--- start Text ---
You will rank the essays from each prompt according to what you perceive to be the 
relative proportion of shell language across the essays. That is, you should take into account the 
length of the essay in your judgment. For example, given two essays with the same amount of 
shell language, you should rank the shorter one higher than the longer one because it 
proportionately contains more shell language. 

Initially, the essays are not ordered in any way. Please follow this procedure. As your 
read each essay, first put the essays into “high” and “low” piles of approximately the same 
number of essays each such that all the “high essays contain more shell than the “low essays.” 
Then, repeat the process with “high and “low” piles. At this point you should have four piles. 
Then repeat the process one more time by taking each of the piles and splitting them into a high 
and low. After the third round you should have eight piles. The figure below describes the 
process graphically assuming 24 essays per prompt.
--- end Text ---
--- start Listed records ---
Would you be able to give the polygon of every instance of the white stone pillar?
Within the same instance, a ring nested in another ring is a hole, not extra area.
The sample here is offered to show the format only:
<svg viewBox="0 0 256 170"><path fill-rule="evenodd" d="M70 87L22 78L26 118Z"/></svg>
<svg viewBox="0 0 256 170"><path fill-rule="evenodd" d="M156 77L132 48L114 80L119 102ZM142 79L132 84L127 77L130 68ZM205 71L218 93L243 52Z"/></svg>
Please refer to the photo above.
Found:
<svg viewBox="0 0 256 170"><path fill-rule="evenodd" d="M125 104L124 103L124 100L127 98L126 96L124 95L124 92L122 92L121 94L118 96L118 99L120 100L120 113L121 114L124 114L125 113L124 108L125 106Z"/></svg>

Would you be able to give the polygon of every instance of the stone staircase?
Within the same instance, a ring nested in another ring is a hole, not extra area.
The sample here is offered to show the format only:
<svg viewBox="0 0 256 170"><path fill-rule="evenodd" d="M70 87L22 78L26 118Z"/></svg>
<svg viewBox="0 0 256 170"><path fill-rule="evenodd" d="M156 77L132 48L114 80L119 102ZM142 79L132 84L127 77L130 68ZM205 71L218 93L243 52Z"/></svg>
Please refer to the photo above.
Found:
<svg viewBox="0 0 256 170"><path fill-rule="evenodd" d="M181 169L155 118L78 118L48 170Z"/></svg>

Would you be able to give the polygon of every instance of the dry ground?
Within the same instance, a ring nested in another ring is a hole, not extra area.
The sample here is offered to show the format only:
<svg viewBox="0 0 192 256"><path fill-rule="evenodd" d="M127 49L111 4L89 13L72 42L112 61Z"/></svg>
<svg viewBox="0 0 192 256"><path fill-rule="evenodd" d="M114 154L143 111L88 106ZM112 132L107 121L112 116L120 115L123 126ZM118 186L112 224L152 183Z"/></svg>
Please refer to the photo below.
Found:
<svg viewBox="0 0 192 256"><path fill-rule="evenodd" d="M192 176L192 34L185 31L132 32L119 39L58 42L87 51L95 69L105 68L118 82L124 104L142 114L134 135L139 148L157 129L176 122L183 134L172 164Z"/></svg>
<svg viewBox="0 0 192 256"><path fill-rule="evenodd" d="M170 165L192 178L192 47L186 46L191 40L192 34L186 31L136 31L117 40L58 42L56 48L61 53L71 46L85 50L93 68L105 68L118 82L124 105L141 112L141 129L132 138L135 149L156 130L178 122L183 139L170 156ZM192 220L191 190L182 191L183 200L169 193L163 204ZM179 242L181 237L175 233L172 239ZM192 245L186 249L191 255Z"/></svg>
--- end Listed records ---
Problems »
[1] According to the shell-language ranking instructions, how many piles should you have after the third round?
[2] Pick up the shell-language ranking instructions after their final sentence and continue them.

Results for each task »
[1] Eight piles.

[2]
As a final step, go over each pile and, if you feel it is appropriate, fine tune the 
assignment of essays to piles. 

When you have completed the process for a prompt, please enter your ranking for each 
essay on the sheet provided to you. On the top left-hand corner of each essay there is a Person ID 
(e.g., 9995000000758340). On the top right-hand comer is the Prompt ID. Please make sure to 
use the Ranking sheet that has the correct prompt ID (at the top of the page). On the Ranking 
sheet, please write your name at the top of the page, write down the Person ID in the Person ID 
column, and write your ranking for each essay.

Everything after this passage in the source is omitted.